• _Document segment_
(begin)
As we reflect on the past couple of years, and all the challenges we have faced, one thing is clear — students, their parents and caregivers, and educators are resilient. We have relied on social and emotional learning (SEL) to help us navigate and overcome stress, anxiety, and disruption to our normal routines.

Many continue to need support as we face new challenges and continue to work through difficult times. Below we’ve listed ways you can use SEL to improve your own health and well-being, and also how to support students and their families with SEL.

Social and Emotional Wellness Tips for Educators

As an educator, you are in a unique position to provide stability and support to your students and their families. But in order to do that, you must first take care of your own social-emotional well-being.

Here are a few ways you to take care of your social and emotional well-being so that you’re better able to support others.

  • Prioritize self-care. You have to “put your own oxygen mask on before you can assist another.” In other words, educators need to make sure their own physical, social, and emotional needs are met in order to best serve their students. Make sure to build self-care practices into your daily routines.
  • Lean on family, friends, and coworkers. Talking about your experiences, fears and frustrations can relieve stress. Just be careful to not let it spiral and cause more anxiety. Focus conversations on sharing ideas to support each other and your students while you’re not able to be face-to-face.
  • Focus on positive thoughts. It may sound simple, but much research shows that an optimistic thinking can increase coping skills during times of hardship or stress and improve physical health. Read this article for tips on how to practice a positive mindset.
  • Limit your media exposure. Constantly tuning into the news can increase anxiety and stress levels. It’s important to stay informed but be sure to limit how long and how often you watch or listen to the news. Make sure to only listen to experts so you are getting reliable and accurate information.
  • Limit time spent on social media. While the memes about the run on toilet paper may be funny, constant exposure to other people’s reactions (and possible overreactions) can cause increased stress and anxiety, and it can distort reality.
(end)
• _Short problem_
Reproduce the passage on social and emotional learning word for word, starting with "As an educator, you" and going on through "your daily routines.". Work only from the passage on social and emotional learning.

• _Information shown_
(begin)
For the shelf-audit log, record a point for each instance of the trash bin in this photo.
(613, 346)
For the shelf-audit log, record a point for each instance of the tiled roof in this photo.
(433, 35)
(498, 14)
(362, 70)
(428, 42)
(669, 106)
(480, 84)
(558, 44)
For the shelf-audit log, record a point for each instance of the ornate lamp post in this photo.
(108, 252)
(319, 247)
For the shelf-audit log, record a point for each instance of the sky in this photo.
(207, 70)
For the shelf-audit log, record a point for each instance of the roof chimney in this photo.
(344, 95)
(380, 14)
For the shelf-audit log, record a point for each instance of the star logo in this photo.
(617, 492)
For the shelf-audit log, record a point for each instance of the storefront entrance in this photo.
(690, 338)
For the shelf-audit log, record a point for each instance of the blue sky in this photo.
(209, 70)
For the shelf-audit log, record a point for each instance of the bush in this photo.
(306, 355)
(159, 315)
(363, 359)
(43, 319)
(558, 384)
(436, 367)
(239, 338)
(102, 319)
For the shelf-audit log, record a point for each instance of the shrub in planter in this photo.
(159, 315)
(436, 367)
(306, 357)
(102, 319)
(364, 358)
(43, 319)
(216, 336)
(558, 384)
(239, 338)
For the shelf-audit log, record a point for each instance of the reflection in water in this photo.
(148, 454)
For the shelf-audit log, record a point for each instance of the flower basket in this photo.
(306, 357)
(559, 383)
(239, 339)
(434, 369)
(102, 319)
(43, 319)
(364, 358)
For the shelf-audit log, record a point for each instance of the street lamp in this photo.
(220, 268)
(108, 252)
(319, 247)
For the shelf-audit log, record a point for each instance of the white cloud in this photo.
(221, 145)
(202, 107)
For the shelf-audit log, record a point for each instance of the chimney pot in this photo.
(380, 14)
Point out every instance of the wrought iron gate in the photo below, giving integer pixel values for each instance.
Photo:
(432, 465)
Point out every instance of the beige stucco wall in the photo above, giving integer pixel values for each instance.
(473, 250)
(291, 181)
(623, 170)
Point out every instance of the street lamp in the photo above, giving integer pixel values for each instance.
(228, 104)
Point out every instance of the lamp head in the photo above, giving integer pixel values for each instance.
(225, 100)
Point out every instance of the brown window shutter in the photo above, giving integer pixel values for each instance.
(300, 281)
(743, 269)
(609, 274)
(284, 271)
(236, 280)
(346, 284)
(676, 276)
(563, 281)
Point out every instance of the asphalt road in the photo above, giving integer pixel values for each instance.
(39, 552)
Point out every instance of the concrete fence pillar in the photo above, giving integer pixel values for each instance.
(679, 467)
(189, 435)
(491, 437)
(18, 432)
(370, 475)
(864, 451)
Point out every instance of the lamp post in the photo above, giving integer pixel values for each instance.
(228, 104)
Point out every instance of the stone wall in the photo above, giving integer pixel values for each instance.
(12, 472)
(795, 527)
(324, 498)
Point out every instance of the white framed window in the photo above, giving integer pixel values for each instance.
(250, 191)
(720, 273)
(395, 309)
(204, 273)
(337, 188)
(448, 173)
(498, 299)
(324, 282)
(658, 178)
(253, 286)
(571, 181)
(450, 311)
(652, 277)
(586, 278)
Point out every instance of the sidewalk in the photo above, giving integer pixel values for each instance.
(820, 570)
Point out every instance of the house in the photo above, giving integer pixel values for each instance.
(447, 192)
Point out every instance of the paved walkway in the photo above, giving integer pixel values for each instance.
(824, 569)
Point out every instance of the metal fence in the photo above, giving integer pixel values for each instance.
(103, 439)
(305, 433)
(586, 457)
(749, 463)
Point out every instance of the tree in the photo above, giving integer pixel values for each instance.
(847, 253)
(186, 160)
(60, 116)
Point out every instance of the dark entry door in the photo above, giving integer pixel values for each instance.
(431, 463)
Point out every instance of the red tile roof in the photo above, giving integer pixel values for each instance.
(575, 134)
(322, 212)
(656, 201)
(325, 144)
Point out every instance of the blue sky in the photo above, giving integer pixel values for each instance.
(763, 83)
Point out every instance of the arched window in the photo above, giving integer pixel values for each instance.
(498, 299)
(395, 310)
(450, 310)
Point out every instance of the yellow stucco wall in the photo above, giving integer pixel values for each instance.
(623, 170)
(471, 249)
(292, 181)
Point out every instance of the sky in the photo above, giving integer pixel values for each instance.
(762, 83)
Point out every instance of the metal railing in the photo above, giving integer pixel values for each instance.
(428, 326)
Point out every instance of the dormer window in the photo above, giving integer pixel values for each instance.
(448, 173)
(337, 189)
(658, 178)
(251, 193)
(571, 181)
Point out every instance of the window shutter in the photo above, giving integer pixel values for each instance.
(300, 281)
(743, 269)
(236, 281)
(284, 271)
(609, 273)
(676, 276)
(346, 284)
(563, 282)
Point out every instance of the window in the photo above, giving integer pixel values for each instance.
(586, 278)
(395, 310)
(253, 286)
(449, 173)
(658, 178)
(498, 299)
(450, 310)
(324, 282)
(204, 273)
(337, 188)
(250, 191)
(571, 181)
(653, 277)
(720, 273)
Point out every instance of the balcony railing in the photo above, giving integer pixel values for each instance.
(end)
• _Task output_
As an educator, you are in a unique position to provide stability and support to your students and their families. But in order to do that, you must first take care of your own social-emotional well-being.

Here are a few ways you to take care of your social and emotional well-being so that you’re better able to support others.

  • Prioritize self-care. You have to “put your own oxygen mask on before you can assist another.” In other words, educators need to make sure their own physical, social, and emotional needs are met in order to best serve their students. Make sure to build self-care practices into your daily routines.